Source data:

"""

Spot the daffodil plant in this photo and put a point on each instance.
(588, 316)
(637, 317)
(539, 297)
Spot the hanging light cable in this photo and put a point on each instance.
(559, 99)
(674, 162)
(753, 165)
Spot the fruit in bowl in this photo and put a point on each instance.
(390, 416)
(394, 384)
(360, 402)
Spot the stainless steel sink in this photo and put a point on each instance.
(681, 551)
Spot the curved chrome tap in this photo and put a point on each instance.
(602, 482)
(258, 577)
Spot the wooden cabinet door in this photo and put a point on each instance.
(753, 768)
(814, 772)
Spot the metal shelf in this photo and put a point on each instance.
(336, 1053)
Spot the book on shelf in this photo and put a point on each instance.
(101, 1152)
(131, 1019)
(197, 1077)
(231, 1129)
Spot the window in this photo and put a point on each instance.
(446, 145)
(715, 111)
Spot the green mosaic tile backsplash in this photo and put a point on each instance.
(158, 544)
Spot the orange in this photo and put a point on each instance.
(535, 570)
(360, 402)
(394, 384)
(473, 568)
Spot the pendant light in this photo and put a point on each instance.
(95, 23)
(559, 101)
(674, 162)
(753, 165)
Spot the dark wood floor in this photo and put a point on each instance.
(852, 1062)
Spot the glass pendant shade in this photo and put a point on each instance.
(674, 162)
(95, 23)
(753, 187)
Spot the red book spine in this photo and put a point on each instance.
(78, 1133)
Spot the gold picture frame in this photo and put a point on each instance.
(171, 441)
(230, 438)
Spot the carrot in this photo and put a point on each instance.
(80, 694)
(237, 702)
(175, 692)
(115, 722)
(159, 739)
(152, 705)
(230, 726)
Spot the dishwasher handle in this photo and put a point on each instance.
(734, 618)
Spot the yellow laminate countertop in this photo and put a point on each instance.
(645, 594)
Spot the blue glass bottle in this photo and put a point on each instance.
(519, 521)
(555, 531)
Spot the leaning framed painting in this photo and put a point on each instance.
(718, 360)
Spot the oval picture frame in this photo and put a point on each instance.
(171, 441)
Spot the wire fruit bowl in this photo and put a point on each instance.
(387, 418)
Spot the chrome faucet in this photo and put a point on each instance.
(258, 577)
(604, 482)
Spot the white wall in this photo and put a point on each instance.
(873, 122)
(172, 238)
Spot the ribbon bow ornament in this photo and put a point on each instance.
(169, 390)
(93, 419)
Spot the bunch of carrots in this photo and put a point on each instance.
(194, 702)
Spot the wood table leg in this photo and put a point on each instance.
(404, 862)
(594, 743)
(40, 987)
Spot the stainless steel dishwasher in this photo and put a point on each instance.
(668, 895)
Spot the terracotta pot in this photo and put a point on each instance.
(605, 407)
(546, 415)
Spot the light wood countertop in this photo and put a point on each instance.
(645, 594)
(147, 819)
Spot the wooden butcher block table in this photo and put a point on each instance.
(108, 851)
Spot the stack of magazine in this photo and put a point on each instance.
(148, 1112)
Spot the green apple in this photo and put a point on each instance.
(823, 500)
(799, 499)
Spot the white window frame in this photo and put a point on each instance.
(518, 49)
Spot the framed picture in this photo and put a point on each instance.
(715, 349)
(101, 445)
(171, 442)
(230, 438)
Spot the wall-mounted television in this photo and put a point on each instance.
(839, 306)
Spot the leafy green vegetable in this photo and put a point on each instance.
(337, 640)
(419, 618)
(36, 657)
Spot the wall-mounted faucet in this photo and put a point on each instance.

"""
"""

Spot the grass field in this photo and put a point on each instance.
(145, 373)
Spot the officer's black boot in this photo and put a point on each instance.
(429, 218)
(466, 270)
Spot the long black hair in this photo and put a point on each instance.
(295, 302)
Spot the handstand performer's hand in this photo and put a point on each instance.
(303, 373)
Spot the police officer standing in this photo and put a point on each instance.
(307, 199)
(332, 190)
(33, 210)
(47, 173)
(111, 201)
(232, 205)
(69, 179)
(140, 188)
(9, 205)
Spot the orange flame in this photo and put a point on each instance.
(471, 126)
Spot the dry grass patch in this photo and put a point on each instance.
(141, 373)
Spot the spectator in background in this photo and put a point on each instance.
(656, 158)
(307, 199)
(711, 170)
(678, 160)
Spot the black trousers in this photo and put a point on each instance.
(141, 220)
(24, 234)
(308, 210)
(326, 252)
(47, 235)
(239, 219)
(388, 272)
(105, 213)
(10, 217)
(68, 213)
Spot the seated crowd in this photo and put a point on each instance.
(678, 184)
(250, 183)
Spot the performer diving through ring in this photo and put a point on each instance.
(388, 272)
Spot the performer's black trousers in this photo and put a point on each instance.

"""

Exercise: The lines to extract from the data above begin with the line containing "Spot the long" and end with the line containing "Spot the performer's". Extract them exactly, including both.

Solution to this task:
Spot the long black hair in this photo and put a point on each instance.
(295, 302)
Spot the handstand performer's hand in this photo and put a point on each instance.
(303, 373)
Spot the police officer standing in this photo and put a point on each instance.
(307, 199)
(332, 190)
(33, 210)
(47, 173)
(111, 201)
(232, 205)
(69, 179)
(140, 188)
(9, 205)
Spot the orange flame in this photo and put a point on each instance.
(471, 126)
Spot the dry grass patch in this photo and put a point on each instance.
(141, 373)
Spot the spectator in background in this photo and put a point on each instance.
(656, 158)
(307, 199)
(711, 170)
(678, 160)
Spot the black trousers in this photo and put a point on each instance.
(141, 220)
(24, 234)
(308, 210)
(326, 252)
(47, 235)
(239, 219)
(388, 272)
(105, 213)
(10, 217)
(68, 213)
Spot the seated crowd in this photo and put a point on each instance.
(678, 184)
(250, 183)
Spot the performer diving through ring in this photo and put a point on each instance.
(388, 272)
Spot the performer's black trousers in this photo and put a point on each instance.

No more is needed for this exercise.